**Reading passage**.
↓

But Mama said there’d be days like this.

Ford shut down the gyms, and I fell off a chair. Like an asshole.

With this fresh set of setbacks, I saddled up for what I knew was going to be a shitty check in on Day 1, Week 3. And I wasn’t wrong.

That brings us to this week. A recap of what Week 3 eventually spilled on to my plate. And how I dealt with it.

On Monday, during the wicked-ass snowmaggedon, Snomicron, Betty Whiteout, I took the time off work to get a second opinion about my ankle that just wasn’t healing the way the ER doctor had promised. I hobbled my ass like a pirate to a local walk-in clinic to be assessed, and, unsurprisingly, it took less than five minutes to have new xrays ordered. I was told: “It’s either a fracture, or the ligaments. You’re right to have come back.”

The OG doctor from KGH was adamant that an airboot was “overkill”. That I should be up and walking on my foot without too much strain by the end of the first weekend. It ballooned up like a golf ball from puttering around my house. Something was wrong.

↑

**Your goal**.
Duplicate the stretch of the ankle-injury text from "But Mama said" through "dealt with it.", word for word. None of the entries that follow are needed here.

**Supplied entries**.
↓

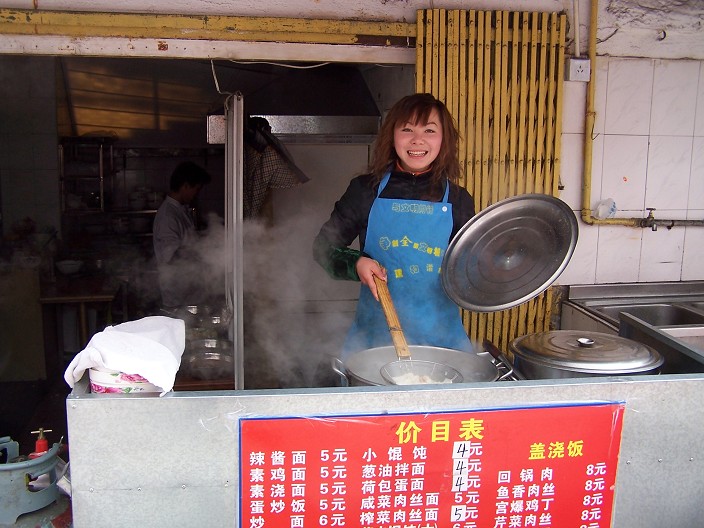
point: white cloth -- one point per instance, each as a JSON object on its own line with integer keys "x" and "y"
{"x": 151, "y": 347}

↑
↓

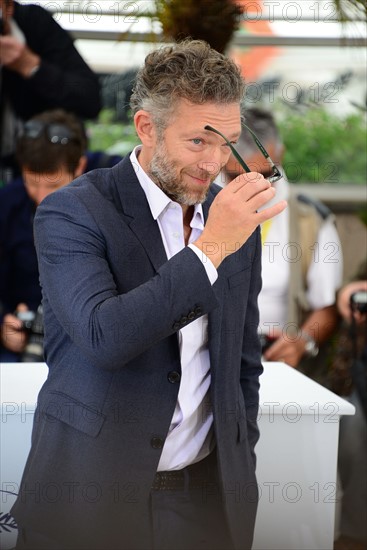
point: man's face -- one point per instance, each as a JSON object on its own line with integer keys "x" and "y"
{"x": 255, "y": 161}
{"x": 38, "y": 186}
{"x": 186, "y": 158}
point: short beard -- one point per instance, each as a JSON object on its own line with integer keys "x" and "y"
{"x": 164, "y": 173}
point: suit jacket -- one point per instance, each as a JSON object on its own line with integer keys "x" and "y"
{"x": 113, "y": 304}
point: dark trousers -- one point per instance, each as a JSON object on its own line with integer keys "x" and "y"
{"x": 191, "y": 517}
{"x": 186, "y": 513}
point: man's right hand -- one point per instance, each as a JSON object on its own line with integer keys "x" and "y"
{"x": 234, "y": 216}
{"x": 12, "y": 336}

↑
↓

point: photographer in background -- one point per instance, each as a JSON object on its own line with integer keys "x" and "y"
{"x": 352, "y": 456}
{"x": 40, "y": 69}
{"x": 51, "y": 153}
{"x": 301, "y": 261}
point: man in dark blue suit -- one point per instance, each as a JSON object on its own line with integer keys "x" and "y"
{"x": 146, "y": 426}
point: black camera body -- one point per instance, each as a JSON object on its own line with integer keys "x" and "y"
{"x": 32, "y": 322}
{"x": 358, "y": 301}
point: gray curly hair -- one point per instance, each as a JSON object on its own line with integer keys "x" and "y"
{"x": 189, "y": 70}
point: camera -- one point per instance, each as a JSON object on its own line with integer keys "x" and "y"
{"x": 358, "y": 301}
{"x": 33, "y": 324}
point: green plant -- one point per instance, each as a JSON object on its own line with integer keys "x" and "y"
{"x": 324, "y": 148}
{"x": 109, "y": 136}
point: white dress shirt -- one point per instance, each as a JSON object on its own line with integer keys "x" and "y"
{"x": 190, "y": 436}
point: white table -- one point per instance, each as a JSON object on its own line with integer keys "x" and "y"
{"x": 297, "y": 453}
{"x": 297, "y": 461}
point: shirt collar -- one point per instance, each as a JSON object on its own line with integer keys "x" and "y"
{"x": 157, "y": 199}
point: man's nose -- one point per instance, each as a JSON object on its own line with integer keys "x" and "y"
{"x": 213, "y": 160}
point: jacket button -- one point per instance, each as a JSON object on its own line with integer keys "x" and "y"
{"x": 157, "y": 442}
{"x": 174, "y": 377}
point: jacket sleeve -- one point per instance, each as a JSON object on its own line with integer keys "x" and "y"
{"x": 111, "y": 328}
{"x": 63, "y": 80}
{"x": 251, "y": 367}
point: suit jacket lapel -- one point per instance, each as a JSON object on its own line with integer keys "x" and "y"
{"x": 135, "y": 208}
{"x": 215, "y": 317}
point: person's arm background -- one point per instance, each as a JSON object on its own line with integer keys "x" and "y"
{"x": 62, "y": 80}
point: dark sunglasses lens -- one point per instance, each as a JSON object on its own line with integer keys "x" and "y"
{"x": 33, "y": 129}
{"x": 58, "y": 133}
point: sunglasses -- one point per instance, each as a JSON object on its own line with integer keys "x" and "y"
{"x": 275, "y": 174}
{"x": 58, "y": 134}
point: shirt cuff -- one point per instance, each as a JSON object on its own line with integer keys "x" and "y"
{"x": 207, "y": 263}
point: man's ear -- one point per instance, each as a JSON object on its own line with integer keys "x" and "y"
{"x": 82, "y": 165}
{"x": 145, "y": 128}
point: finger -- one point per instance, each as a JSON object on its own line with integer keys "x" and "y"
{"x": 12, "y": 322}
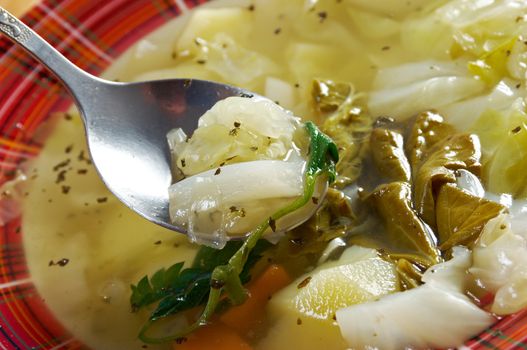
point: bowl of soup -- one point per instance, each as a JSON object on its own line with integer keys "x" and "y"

↑

**Written answer**.
But Mama said there’d be days like this.

Ford shut down the gyms, and I fell off a chair. Like an asshole.

With this fresh set of setbacks, I saddled up for what I knew was going to be a shitty check in on Day 1, Week 3. And I wasn’t wrong.

That brings us to this week. A recap of what Week 3 eventually spilled on to my plate. And how I dealt with it.